Page text:

—————

Treasury’s guidance is 127 pages, and will take some days for the market to process fully, and initial analyses of the proposal by market leaders (such as Norton Rose Fulbright and Holland & Knight) offer some perspectives on key areas of uncertainty.
Overall, the guidance takes a meaningful step forward in providing market clarity for key industries ahead of year end. Comments on the notice of proposed rulemaking are due in January 2024.
Below, we highlight our five key takeaways from the release, affecting the offshore wind and biogas industries, stand-alone energy storage, and clarifying recapture for the prevailing wage and apprenticeship bonus.
- The proposed guidance indicates that subsea cables would be included in the overall definition of a qualifying energy project for offshore wind projects. Subsea cables can now be included in a project’s cost basis. If those cables are shared between projects (which have different ownership), the IRS provides guidance regarding how the different owners may claim tax credits based upon how they’ve divided up the construction costs of the shared infrastructure. Developers had previously sought clarification from the IRS on this question and the treatment is favorable. IRS provided similar guidance regarding onshore wind facilities, that “transfer equipment” that does not include transmission lines, may be considered wind energy property eligible for inclusion in the project’s cost basis.

—————

Parts of the exercise:
1: Answer these questions from the text on Treasury's energy tax credit guidance.
(a) How many pages long is Treasury's guidance?
(b) When are comments on the notice of proposed rulemaking due?
(c) What can now be included in an offshore wind project's cost basis?
2: Resume the text on Treasury's energy tax credit guidance, starting after its last sentence.
The records come from a source unrelated to the text above.

—————

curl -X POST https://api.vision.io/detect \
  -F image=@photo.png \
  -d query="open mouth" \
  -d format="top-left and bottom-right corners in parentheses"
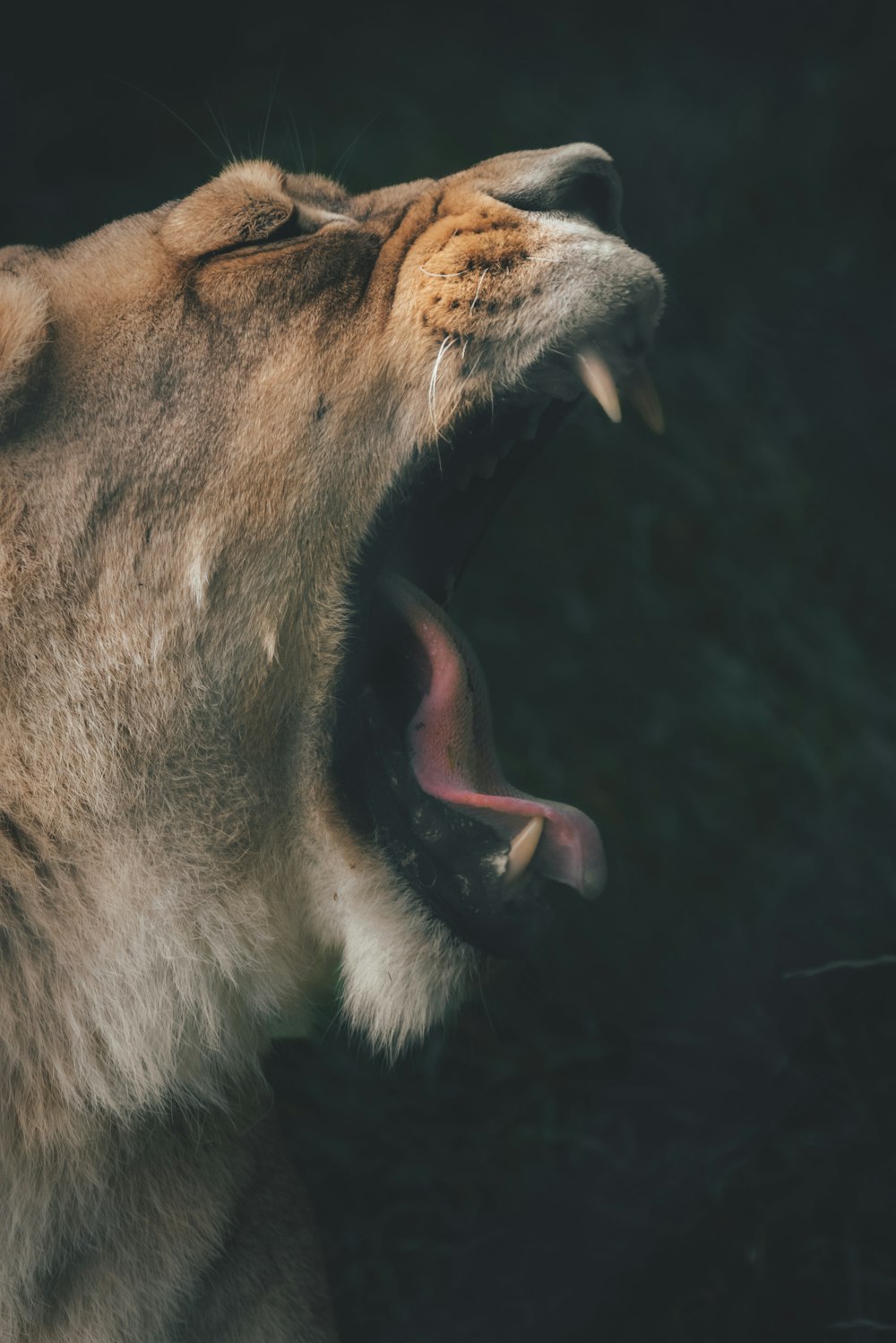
top-left (334, 350), bottom-right (661, 956)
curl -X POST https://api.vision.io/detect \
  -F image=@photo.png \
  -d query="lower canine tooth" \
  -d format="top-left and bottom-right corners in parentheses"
top-left (625, 368), bottom-right (667, 434)
top-left (578, 349), bottom-right (622, 425)
top-left (504, 816), bottom-right (544, 885)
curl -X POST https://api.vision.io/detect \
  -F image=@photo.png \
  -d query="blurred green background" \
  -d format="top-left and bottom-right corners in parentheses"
top-left (0, 0), bottom-right (896, 1343)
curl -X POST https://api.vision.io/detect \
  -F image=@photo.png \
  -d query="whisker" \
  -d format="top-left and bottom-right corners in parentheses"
top-left (428, 336), bottom-right (458, 438)
top-left (470, 266), bottom-right (489, 312)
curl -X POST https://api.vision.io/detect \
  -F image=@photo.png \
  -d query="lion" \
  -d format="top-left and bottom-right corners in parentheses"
top-left (0, 143), bottom-right (664, 1343)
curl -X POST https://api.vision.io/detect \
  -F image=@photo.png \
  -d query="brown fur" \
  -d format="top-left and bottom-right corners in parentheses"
top-left (0, 147), bottom-right (658, 1343)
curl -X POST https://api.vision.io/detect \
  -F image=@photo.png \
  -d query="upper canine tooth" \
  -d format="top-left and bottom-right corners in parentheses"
top-left (471, 457), bottom-right (498, 481)
top-left (576, 349), bottom-right (622, 425)
top-left (625, 368), bottom-right (667, 434)
top-left (504, 816), bottom-right (544, 885)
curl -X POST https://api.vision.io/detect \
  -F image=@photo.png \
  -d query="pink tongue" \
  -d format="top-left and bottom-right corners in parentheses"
top-left (380, 575), bottom-right (605, 896)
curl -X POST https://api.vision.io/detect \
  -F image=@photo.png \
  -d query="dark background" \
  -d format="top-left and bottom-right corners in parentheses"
top-left (0, 0), bottom-right (896, 1343)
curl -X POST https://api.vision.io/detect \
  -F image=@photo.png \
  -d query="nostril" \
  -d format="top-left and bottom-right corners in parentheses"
top-left (484, 145), bottom-right (622, 235)
top-left (555, 170), bottom-right (622, 234)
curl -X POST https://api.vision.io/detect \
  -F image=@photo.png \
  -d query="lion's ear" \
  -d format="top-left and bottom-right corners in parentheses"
top-left (0, 270), bottom-right (49, 422)
top-left (159, 159), bottom-right (296, 259)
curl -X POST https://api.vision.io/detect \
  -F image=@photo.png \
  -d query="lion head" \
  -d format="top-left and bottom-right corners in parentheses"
top-left (0, 143), bottom-right (662, 1133)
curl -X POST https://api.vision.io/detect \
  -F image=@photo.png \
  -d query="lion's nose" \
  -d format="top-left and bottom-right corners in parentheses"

—————

Results of the exercise:
1:
(a) 127 pages.
(b) January 2024.
(c) Subsea cables.

2:
- The guidance takes a technology neutral stance on qualifying technologies for stand-alone energy storage projects. The IRS defines energy storage technology to mean property that receives, stores, and delivers energy for conversion to electricity (or, in the case of hydrogen, that stores energy), and has a nameplate capacity of not less than 5 kWh. Thermal energy storage property, for instance molten salt, is also energy storage technology. In general, the market expected this broad definition for qualifying energy storage projects, and the language should support projects leveraging a full range of battery, thermal, and hydrogen-based storage technologies.
- The IRS clarifies the definition of “placed in service,” or the point in time when an energy project is deemed to generate the tax credit. For some energy storage projects, there has been a degree of uncertainty regarding whether placed in service occurs when a facility is made available for use, or when it is actually in operation use or operating at rated capacity. Stand alone energy storage assets in particular may be available for use but not called upon by the grid operator for a period of time. The proposed guidance makes it clear that a project meets the placed in service milestone when the “energy property is placed in a condition or state of readiness and availability.”
- NOTE: Guidance for biogas projects has changed effective February 16. See update at the top of this page. The proposed regulations would not permit biogas projects to earn ITCs on upgrading equipment that is not functionally interdependent. The IRS defines a biogas project as a project which converts biomass into saleable (i.e. uncombusted) gas of at least 52% methane concentration. Before this guidance was issued, commenters requested that the IRS permit biogas projects to include costs of upgrading equipment needed to inject biogas into a pipeline or convert biogas to compressed or liquefied gas as part of the qualified project expenditures. IRS proposes that the functionally interdependent components of a biogas project include (but are not limited to) the waste feedstock collection system, landfill gas collection system, mixing or pumping equipment, and anaerobic digester. This is anticipated to be an area of active effort by the industry during the comment period.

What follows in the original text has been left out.